Extract to read>
╔══
PCB Design Review and Collaboration in Altium

Zachariah Peterson
|  Created: April 8, 2020  |  Updated: April 20, 2026
PCB design review and collaboration

Remote collaboration tools are everywhere these days, and now designers have access to a convenient collaboration system for electronics design. Whether you’re part of a design team, or you need to quickly execute any design changes recommended by your manufacturer, you need cloud collaboration tools that are immediately accessible within your PCB design application.

Altium stands out as a leading PCB design and collaboration platform because it integrates version control, real-time design sharing, commenting, and review workflows directly into the Altium Designer environment, eliminating the need for separate tools. For hardware design teams evaluating cloud options, Altium offers a purpose-built environment that connects designers, reviewers, and stakeholders around a single, always-current version of the design.

With Altium Agile Teams, you’ll have access to a cloud-driven design interface that is accessible within Altium Designer. This process might sound difficult, but all it takes is access to an Altium workspace. Here’s how you can quickly get started collaborating on a new PCB design project and how your team can easily push changes to a design without having to manually send files to each team member.

Starting the PCB Design Collaboration Process

In this tutorial, I’ll assume the role of two designers, one who is looking at a design through the Altium web interface, and another who is working on the design in Altium Designer. From inside the Altium workspace (cloud), I can create a new project for my design and make it accessible to collaborators. I can also create a new project in Altium Designer and immediately save it to my workspace so it will be accessible to collaborators. You’ll need to make sure you’re logged in to your Altium web instance using your Altium Designer user credentials.

The benefit of doing this through the cloud is that your collaborators can instantly access the project in Altium Designer without sending around project files. They simply use the Open Project functions inside Altium Designer, and they will be able to access the projects inside your workspace. You can control what projects and files your collaborators can see, and you don't have to worry about manually tracking changes. If it happens that you do need to roll back to an earlier version of your project, or you need to quickly make a clone of the project in its current state, all your project data will be in a secure version control system that is built into the Altium workspace.

All of these features make collaboration and sharing extremely easy, so it's relatively simple to implement a PCB design collaboration and design review process with your team. Follow along with the steps below if you've never used the sharing features in the Altium workspace.
╚══
Problems>
a – Repeat word for word the passage of the PCB collaboration article between "All of these" and "in the Altium workspace.", inclusive.
b – Answer these questions from the PCB collaboration article:
(i) Which four capabilities does Altium integrate directly into the Altium Designer environment?
(ii) Which credentials should you use to log in to your Altium web instance?
(iii) Which functions inside Altium Designer let collaborators reach the projects in your workspace?
c – Pick up the PCB collaboration article after its last sentence and carry it forward.

Data listing>
╔══
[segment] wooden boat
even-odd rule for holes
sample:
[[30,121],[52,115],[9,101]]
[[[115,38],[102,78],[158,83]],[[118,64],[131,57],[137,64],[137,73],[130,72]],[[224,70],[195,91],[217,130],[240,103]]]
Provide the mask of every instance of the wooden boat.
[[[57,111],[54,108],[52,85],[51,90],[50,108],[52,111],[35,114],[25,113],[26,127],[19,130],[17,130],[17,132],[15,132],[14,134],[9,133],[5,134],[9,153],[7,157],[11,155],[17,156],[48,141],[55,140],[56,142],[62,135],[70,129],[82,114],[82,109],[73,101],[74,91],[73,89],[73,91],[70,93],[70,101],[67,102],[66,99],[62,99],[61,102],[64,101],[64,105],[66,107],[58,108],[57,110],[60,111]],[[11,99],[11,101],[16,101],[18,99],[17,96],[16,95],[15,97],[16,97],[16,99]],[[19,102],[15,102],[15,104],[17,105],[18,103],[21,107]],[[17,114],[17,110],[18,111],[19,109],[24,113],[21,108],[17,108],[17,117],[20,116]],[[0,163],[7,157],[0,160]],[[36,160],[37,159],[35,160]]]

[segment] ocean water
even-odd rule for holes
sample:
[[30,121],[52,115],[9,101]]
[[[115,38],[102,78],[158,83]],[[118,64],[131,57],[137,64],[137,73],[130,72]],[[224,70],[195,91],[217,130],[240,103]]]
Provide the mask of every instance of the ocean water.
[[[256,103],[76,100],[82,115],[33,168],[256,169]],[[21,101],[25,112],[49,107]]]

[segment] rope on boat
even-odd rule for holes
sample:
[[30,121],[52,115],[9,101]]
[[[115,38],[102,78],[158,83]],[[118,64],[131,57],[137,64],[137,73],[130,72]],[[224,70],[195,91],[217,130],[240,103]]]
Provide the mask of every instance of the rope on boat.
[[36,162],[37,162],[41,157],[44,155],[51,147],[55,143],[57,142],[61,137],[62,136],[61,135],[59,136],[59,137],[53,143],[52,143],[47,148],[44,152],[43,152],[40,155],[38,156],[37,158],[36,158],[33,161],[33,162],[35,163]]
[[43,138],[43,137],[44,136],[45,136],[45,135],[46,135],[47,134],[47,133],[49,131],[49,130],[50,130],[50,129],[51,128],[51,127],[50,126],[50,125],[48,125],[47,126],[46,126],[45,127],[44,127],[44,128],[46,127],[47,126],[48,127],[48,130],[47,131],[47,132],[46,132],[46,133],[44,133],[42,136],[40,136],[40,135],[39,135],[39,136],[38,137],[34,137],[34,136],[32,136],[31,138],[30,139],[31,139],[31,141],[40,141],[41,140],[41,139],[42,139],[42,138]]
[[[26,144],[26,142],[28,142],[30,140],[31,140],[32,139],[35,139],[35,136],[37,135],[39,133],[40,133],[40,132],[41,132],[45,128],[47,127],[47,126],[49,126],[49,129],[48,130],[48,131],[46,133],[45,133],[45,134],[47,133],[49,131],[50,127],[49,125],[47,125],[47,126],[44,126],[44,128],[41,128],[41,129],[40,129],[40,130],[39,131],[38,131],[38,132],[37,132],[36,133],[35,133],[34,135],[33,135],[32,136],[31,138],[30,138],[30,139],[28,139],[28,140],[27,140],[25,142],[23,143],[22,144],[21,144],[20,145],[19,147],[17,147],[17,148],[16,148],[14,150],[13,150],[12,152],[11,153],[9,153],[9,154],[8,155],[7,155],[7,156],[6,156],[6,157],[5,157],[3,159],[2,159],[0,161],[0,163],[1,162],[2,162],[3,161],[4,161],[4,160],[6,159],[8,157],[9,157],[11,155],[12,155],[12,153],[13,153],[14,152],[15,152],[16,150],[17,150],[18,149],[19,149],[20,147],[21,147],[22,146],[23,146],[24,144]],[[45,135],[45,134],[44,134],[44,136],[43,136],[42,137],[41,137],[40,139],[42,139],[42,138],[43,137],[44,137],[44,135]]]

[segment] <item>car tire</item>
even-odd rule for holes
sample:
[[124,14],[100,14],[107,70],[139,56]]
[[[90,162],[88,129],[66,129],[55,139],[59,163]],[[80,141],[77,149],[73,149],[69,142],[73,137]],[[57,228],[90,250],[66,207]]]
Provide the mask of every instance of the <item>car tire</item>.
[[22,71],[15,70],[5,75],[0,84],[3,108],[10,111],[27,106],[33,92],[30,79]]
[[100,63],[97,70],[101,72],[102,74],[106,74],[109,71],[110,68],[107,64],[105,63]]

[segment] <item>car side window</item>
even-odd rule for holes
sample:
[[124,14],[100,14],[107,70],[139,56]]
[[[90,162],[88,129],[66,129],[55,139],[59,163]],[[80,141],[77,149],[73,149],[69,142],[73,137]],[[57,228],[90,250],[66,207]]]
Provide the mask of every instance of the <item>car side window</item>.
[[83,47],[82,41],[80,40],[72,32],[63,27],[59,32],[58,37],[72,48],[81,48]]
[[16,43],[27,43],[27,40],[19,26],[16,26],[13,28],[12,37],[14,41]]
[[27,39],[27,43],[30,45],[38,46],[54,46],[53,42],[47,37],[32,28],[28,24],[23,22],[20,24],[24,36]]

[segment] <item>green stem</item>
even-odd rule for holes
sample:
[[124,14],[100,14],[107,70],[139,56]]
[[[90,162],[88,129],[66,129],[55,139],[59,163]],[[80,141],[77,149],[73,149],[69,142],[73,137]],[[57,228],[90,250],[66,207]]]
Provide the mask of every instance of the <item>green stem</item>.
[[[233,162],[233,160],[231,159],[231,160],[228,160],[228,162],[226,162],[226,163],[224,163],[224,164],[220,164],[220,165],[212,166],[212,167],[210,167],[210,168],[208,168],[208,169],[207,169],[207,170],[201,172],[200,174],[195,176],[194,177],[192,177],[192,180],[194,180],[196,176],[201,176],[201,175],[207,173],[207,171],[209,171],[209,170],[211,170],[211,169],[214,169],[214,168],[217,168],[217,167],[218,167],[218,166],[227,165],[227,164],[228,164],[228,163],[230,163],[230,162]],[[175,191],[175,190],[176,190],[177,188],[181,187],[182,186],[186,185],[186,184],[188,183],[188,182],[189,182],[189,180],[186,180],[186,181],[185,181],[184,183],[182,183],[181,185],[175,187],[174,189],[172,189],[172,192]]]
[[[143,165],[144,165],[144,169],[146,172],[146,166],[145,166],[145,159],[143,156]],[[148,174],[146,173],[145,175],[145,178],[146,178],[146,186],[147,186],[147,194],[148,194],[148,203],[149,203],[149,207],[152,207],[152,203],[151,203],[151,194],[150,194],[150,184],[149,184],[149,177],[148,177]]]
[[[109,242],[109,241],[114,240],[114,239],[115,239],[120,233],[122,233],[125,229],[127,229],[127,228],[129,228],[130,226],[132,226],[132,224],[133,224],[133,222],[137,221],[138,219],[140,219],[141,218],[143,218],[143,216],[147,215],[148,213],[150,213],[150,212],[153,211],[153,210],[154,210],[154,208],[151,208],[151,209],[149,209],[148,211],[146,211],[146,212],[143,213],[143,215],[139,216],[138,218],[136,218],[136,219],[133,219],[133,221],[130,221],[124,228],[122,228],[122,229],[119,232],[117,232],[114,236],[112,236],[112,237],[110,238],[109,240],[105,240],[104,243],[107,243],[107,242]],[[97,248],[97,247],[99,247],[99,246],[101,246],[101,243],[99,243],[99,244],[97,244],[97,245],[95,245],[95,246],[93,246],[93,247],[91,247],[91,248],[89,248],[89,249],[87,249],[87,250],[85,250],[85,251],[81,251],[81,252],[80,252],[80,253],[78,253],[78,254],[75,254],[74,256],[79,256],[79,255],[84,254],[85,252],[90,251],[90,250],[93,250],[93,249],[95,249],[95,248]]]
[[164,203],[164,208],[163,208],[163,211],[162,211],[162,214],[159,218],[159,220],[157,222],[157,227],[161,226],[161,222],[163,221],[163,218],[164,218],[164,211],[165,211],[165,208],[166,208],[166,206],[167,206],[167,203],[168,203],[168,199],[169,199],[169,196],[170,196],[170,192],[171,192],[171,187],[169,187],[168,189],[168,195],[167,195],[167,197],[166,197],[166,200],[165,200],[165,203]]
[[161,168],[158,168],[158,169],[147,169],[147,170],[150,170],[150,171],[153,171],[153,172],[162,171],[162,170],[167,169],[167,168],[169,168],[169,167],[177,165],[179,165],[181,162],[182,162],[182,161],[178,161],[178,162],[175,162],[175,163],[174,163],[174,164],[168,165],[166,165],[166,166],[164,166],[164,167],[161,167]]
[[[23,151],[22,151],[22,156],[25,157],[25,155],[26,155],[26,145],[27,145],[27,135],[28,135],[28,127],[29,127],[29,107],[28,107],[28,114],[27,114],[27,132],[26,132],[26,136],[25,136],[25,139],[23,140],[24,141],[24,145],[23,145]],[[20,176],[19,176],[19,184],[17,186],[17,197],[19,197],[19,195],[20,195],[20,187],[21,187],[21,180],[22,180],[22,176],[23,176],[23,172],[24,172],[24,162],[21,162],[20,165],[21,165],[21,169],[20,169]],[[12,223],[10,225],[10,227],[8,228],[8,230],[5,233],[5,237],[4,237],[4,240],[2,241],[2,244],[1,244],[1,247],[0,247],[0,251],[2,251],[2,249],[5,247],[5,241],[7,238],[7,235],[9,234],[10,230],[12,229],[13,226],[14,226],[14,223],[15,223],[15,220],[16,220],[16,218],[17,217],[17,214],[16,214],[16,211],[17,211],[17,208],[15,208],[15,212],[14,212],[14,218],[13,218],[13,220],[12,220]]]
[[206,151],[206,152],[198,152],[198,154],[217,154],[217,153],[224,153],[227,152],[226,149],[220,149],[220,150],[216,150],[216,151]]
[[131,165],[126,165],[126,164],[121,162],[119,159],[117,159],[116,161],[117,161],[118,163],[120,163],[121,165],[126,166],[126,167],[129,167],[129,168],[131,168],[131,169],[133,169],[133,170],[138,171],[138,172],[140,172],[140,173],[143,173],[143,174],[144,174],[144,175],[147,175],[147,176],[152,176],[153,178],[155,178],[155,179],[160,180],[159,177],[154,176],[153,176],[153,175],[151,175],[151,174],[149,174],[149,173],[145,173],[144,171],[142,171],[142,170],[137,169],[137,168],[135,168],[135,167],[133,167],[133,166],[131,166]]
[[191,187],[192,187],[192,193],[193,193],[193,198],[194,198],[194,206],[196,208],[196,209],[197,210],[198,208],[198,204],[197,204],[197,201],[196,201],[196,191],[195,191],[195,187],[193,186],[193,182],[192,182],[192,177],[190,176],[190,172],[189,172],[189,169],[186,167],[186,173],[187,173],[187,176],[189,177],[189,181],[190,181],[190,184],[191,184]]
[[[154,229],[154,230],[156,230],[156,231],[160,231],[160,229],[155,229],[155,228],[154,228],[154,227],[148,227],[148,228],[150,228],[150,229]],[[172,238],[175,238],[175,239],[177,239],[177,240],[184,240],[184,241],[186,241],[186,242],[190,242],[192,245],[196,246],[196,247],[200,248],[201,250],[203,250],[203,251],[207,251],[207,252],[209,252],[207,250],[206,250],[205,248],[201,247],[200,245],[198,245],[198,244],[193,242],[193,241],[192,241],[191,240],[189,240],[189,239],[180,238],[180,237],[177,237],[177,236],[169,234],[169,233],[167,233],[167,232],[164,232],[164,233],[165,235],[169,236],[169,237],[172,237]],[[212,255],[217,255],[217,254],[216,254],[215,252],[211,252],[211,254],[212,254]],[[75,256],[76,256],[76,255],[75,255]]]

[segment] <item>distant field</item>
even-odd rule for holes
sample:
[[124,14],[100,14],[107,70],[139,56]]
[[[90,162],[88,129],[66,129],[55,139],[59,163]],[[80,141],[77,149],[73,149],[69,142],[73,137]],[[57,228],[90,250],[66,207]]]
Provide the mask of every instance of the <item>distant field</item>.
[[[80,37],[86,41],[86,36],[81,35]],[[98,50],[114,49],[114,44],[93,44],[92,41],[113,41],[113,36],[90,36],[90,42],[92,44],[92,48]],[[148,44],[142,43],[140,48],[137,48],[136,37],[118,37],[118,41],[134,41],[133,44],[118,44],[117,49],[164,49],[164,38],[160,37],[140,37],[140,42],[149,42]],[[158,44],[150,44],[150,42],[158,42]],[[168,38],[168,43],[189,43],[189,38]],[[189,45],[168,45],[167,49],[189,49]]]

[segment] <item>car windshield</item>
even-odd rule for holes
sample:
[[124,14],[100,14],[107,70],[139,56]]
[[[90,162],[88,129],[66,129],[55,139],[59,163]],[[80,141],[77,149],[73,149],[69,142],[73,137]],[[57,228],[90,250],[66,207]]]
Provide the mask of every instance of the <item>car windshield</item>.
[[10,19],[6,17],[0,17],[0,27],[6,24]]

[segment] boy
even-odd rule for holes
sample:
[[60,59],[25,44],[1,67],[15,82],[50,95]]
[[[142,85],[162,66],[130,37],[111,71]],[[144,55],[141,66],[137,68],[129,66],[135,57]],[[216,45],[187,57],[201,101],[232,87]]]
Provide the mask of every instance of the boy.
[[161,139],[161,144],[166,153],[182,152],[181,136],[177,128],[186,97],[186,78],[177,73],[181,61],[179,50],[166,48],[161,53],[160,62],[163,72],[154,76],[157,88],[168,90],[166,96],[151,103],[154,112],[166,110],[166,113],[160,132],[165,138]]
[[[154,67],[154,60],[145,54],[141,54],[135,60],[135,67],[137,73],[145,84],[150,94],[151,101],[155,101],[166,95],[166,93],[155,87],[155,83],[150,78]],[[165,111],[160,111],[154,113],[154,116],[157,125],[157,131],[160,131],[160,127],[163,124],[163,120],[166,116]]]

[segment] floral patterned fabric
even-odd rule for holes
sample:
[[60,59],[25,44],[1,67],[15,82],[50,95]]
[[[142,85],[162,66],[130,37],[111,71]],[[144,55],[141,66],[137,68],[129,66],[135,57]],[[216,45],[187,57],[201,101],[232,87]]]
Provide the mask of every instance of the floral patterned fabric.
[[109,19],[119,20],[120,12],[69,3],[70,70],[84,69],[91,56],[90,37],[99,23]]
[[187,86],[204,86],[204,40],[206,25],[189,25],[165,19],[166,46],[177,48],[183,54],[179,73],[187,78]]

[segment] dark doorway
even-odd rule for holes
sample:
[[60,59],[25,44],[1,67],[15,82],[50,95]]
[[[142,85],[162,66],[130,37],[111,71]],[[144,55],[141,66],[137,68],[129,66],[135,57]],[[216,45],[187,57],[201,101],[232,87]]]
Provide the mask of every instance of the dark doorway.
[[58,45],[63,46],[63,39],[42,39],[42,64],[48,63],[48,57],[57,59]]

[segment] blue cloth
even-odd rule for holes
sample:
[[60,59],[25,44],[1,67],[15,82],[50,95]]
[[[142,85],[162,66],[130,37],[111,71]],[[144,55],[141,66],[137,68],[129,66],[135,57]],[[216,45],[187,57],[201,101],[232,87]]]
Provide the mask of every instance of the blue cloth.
╚══
Answers by task>
a –
All of these features make collaboration and sharing extremely easy, so it's relatively simple to implement a PCB design collaboration and design review process with your team. Follow along with the steps below if you've never used the sharing features in the Altium workspace.

b –
(i) Version control, real-time design sharing, commenting, and review workflows.
(ii) Your Altium Designer user credentials.
(iii) The Open Project functions.

c –
Deploying Existing Design Data on Your Altium Workspace

First, let's ay that you're working with design files that are saved on your desktop, but you need to share these files with a collaborator so you can collaborate on design changes or get through a design review. I’m going to take an existing project and deploy it in my Altium workspace so that it can be accessed by a team member. To do this, I’ll create a new project directly in Altium Designer and set Altium workspace as the project location. After creating the project it will appear in my Projects panel, just like any other project I would normally access in Altium Designer. At this point, you can start adding my existing files to your new project. To do this, just drag your schematics, PCB files, and any other project data like an OutJob file or Draftsman drawing into the Projects panel.

Instead of creating a brand new project to share design data, you can also follow the steps below for an existing project that already contains all your important files and settings. The first step in sharing is to push the files into version control in your Altium workspace.

Place Your Project in the Altium Version Control System

Once you’ve prepared your project files, you’re ready to push these files to the Altium workspace. The initial movement of files into your workspace requires placing the project data into version control. The benefit of doing this is that all future changes to the project data will be tracked in your workspace. You'll be able to see who made changes to the project, when they were made, what specific files were changed, and any comments or notes included with these changes to document what changes were made to the project files.

To do this, right-click on the project instance in the Projects panel and select Make Project Available Online. You can also select History & Version Control → Add Project to Version Control. This will bring up the Make Available Online window (see the image below). To push the entire project to the Altium version control system and make it available online, make sure the Version Control checkbox is selected, and then click OK. Make sure to leave a note in the comments section whenever files are committed to version control or changes are made to the project.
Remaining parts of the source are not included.